Minnesota’s top-ranked women’s hockey team leads the WCHA in scoring with 4.67 goals per game. A big part of that offensive production can be attributed to its success on the power play. The Gophers have scored 27 goals this season in six games and 11 have come with a skater advantage.

The first line of the Gophers’ power play can be intimidating for their opponents. The line features sophomores Natalie Darwitz and Krissy Wendell, junior Kelly Stephens, senior co-captain La Toya Clarke and freshman Lyndsay Wall.

Darwitz leads the conference in power-play goals (five) and power-play points (nine). Wall, Stephens and Wendell are second, third and fourth respectively in power-play points in the WCHA.

But it is not just the impressive numbers that pose problems for the opposition. It’s the experience the line has.

“You put three Olympians (Wall, Darwitz and Wendell), a U.S. National Team player (Stephens) and a Canadian under-22 player on the ice all at one time – chances are some good things are going to happen,” assistant coach Brad Frost said.

The first line has accounted for 10 of the 11 power-play goals Minnesota has scored this year.

The Gophers also lead the WCHA in power-play efficiency with a 36.7 percent conversion rate. Frost said a conversion rate of 25 percent is considered terrific. Minnesota is first in the WCHA with a plus-11 power play net.

The Gophers have excelled on special teams despite practicing about 30 minutes each week on the power play.

But the players know practice makes perfect, and a half hour is not always enough to accomplish everything.

“We’ll finish up sometimes and it’s not how we’d like to finish, so we just stay out there and a get a couple of people to kill for us and just work on some different things,” Clarke said.

Minnesota runs its power play using an umbrella formation, with two players low and three high. Wall is at the point, just inside the blue line. Wendell is positioned on the right wing and Darwitz on the left. Clarke is down low, screening the goalie and Stephens plays backdoor.

▸ **Data provided**:
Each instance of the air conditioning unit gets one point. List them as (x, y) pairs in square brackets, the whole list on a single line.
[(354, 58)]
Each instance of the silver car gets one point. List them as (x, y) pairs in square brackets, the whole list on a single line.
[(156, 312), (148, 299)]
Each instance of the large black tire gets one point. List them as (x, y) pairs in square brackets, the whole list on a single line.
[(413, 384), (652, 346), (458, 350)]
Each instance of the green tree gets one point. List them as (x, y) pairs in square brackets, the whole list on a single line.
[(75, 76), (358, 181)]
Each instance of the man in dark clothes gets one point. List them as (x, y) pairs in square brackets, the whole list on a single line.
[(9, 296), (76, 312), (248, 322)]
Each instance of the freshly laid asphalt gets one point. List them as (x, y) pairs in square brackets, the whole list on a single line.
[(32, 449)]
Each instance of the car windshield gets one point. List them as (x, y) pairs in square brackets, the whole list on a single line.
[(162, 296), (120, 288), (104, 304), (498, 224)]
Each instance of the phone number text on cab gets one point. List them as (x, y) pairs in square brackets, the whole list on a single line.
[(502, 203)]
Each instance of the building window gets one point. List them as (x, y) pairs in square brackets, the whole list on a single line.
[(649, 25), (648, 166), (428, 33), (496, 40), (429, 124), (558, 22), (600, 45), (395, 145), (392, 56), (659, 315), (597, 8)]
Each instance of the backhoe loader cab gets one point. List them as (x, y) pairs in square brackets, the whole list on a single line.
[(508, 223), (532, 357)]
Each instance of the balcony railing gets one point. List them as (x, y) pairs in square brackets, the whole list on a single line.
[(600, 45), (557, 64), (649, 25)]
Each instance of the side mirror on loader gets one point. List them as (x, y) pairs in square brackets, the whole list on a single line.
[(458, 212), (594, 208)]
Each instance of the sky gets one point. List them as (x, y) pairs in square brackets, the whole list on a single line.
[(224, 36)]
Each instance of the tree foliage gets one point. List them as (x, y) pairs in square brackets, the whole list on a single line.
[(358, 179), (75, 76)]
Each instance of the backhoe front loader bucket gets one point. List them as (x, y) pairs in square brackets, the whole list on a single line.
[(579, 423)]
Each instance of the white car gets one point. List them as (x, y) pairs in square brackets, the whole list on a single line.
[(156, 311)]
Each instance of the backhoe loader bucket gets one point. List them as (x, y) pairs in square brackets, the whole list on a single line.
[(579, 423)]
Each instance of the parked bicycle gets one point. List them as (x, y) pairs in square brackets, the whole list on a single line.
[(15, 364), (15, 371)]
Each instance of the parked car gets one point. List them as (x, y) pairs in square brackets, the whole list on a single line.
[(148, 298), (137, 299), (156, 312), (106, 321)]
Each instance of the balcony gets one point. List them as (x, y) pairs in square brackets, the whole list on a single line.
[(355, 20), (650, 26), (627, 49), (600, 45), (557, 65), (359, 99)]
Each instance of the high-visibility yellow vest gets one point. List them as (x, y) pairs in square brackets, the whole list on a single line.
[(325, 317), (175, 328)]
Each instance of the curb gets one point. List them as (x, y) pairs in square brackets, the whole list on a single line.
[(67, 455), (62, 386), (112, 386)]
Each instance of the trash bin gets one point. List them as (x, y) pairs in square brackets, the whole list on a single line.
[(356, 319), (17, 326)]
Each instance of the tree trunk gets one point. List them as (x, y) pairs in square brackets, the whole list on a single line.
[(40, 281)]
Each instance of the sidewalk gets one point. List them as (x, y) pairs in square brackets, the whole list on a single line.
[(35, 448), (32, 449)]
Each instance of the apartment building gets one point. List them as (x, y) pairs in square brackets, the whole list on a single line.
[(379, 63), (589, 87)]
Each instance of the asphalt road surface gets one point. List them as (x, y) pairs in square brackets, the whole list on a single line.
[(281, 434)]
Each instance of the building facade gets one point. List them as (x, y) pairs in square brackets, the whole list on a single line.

▸ **What to do**:
(1) Retype the stretch of the article on the Gophers' power play from "The Gophers have excelled" through "Stephens plays backdoor.".
(2) In the listing, swap "windshield" for "hood" in the stretch from the line containing "Each instance of the freshly" through the line containing "[(162, 296), (120, 288), (104, 304), (498, 224)]", and give only those lines back with nothing else changed.

▸ **Solutions for each task**:
(1)
The Gophers have excelled on special teams despite practicing about 30 minutes each week on the power play.

But the players know practice makes perfect, and a half hour is not always enough to accomplish everything.

“We’ll finish up sometimes and it’s not how we’d like to finish, so we just stay out there and a get a couple of people to kill for us and just work on some different things,” Clarke said.

Minnesota runs its power play using an umbrella formation, with two players low and three high. Wall is at the point, just inside the blue line. Wendell is positioned on the right wing and Darwitz on the left. Clarke is down low, screening the goalie and Stephens plays backdoor.

(2)
Each instance of the freshly laid asphalt gets one point. List them as (x, y) pairs in square brackets, the whole list on a single line.
[(32, 449)]
Each instance of the car hood gets one point. List them as (x, y) pairs in square brackets, the whole list on a single line.
[(162, 296), (120, 288), (104, 304), (498, 224)]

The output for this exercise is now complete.